[Items listed in a dataset]
■ ■ ■ ■
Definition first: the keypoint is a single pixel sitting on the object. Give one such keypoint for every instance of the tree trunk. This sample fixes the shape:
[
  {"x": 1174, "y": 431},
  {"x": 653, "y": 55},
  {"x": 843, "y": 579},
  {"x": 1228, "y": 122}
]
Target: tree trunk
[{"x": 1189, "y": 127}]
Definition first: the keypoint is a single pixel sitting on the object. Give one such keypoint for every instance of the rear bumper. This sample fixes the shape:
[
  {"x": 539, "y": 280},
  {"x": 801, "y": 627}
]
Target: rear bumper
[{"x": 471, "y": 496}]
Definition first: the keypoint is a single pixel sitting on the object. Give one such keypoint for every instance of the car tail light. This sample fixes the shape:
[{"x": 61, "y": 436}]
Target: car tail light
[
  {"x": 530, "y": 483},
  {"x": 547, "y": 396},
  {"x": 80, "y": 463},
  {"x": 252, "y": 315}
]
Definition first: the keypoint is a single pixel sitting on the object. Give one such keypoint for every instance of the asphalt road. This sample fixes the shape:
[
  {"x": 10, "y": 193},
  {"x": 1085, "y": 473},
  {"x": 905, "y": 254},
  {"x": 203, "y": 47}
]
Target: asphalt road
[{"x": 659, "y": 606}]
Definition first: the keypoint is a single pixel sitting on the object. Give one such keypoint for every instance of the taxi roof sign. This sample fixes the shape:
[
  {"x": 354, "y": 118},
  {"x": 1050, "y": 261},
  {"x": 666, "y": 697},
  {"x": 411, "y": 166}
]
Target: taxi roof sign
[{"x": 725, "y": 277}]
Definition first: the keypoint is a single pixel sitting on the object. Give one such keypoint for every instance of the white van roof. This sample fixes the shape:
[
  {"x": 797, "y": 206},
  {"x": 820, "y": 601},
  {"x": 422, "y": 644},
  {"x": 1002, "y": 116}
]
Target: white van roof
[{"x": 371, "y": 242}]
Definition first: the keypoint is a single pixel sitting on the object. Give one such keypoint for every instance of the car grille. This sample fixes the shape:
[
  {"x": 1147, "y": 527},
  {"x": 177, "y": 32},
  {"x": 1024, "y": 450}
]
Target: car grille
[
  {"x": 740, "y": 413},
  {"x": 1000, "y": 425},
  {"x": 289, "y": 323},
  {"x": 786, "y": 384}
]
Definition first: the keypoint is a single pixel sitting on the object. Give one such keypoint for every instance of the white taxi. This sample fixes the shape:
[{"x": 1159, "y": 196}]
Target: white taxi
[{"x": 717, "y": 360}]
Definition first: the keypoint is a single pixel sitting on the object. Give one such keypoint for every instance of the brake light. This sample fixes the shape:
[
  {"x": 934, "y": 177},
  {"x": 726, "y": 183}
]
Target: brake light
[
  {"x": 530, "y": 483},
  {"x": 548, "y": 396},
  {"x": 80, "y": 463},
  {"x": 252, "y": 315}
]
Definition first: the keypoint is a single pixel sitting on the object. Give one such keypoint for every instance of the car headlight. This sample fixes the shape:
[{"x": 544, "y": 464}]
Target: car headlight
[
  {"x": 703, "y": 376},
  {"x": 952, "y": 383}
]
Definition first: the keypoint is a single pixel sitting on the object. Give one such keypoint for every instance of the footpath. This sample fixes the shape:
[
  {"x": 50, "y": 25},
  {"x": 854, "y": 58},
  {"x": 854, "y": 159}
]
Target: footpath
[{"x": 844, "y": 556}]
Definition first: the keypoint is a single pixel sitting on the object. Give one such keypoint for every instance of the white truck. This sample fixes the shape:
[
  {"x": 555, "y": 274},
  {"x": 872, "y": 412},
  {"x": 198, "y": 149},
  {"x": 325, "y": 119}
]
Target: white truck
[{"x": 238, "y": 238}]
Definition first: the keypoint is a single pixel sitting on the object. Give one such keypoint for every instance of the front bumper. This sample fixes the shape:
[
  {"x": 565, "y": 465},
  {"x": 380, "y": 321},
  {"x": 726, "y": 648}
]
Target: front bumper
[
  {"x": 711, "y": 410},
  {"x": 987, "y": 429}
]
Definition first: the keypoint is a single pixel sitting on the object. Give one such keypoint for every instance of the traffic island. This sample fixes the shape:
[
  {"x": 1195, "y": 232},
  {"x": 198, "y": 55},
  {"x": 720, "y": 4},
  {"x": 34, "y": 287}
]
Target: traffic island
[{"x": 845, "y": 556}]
■ ■ ■ ■
■ Objective
Reproduce the data above, replacing "This sample fixes the shape" with "This sample shows the required format" everywhere it occurs and leaving everything else unchanged.

■ Expected answer
Definition first: the keypoint is a single pixel sitting on the object. Give one such keypoint for every instance of the tree trunk. This sample shows the required format:
[
  {"x": 1174, "y": 431},
  {"x": 653, "y": 55},
  {"x": 843, "y": 579},
  {"x": 1228, "y": 122}
]
Target: tree trunk
[{"x": 1189, "y": 127}]
Definition first: the keypoint is a single pixel sitting on the object. Give one such keypoint for every instance of the rear bumper. This sample shows the required format:
[
  {"x": 539, "y": 280},
  {"x": 801, "y": 627}
]
Target: rear bumper
[{"x": 471, "y": 496}]
Definition first: the keypoint is a single pixel sitting on the object. Give one such keypoint for every instance of the car tail light. This sample shows the required format:
[{"x": 61, "y": 436}]
Target: car tail light
[
  {"x": 530, "y": 483},
  {"x": 547, "y": 396},
  {"x": 80, "y": 463},
  {"x": 252, "y": 315}
]
Definition first: the keypoint is a single pixel sitting on the object. Give one such keypoint for every instance of the asphalt road. This sample shows the required format:
[
  {"x": 10, "y": 193},
  {"x": 1085, "y": 473},
  {"x": 905, "y": 254},
  {"x": 203, "y": 47}
]
Target: asphalt road
[{"x": 659, "y": 606}]
Definition first: the keypoint is a single pixel sitting on the object. Give one such keypoint for every instance of the taxi roof sign. This sample shows the required format:
[
  {"x": 354, "y": 118},
  {"x": 1050, "y": 261},
  {"x": 666, "y": 697},
  {"x": 411, "y": 166}
]
Target: taxi roof sign
[{"x": 725, "y": 277}]
Definition first: the keypoint is a single pixel sitting on the object. Give one such keypoint for every instance of the white van roof. This sample shows the required format:
[
  {"x": 797, "y": 206},
  {"x": 820, "y": 601},
  {"x": 422, "y": 644},
  {"x": 1002, "y": 116}
]
Target: white van roof
[{"x": 371, "y": 242}]
Definition first: the keypoint is a single pixel sitting on the object. Give one such keypoint for every instance of the car grille. This sample shows the required format:
[
  {"x": 1147, "y": 527},
  {"x": 177, "y": 32},
  {"x": 1024, "y": 450}
]
Target: car grille
[
  {"x": 740, "y": 413},
  {"x": 1000, "y": 425},
  {"x": 289, "y": 323},
  {"x": 786, "y": 384}
]
Definition first: the keypoint is a single pixel sitting on the object. Give one such keypoint for every instance of the white taxi. This sample shows the required format:
[{"x": 1159, "y": 196}]
Target: white taxi
[{"x": 717, "y": 360}]
Definition first: the keypoint is a single pixel sitting on the object. Give one such keypoint for every instance of the brake light. This sample shows the required format:
[
  {"x": 934, "y": 177},
  {"x": 726, "y": 183}
]
Target: brake light
[
  {"x": 530, "y": 483},
  {"x": 548, "y": 396},
  {"x": 80, "y": 463},
  {"x": 252, "y": 315}
]
Definition first: the keypoint is a single pixel sitting on the object. Give one such keypoint for every instance of the car headlight. This sample shows the required format:
[{"x": 544, "y": 464}]
Target: car headlight
[
  {"x": 703, "y": 376},
  {"x": 952, "y": 383}
]
Definition first: the keypoint is a single pixel sitting on the object. Give one such keypoint for every instance of the footpath. This sample shows the required format:
[
  {"x": 50, "y": 25},
  {"x": 854, "y": 58},
  {"x": 854, "y": 159}
]
Target: footpath
[{"x": 844, "y": 556}]
Definition first: the keypoint is a single pixel sitting on the object. Give one such keypoint for every instance of the white truck. This sample shows the required format:
[
  {"x": 555, "y": 274},
  {"x": 872, "y": 412},
  {"x": 198, "y": 149},
  {"x": 325, "y": 119}
]
Target: white truck
[{"x": 238, "y": 238}]
Definition first: the keypoint is a single pixel sitting on the object. Give one such keypoint for every instance of the front bumper. This sample shows the required format:
[
  {"x": 565, "y": 465},
  {"x": 380, "y": 321},
  {"x": 726, "y": 648}
]
Target: front bumper
[
  {"x": 711, "y": 410},
  {"x": 987, "y": 429}
]
Definition first: the keypoint is a single pixel sitting on the object. Give one such keypoint for every instance of the traffic island. This sample shows the required format:
[
  {"x": 1195, "y": 232},
  {"x": 198, "y": 55},
  {"x": 720, "y": 4},
  {"x": 34, "y": 287}
]
Target: traffic island
[{"x": 845, "y": 556}]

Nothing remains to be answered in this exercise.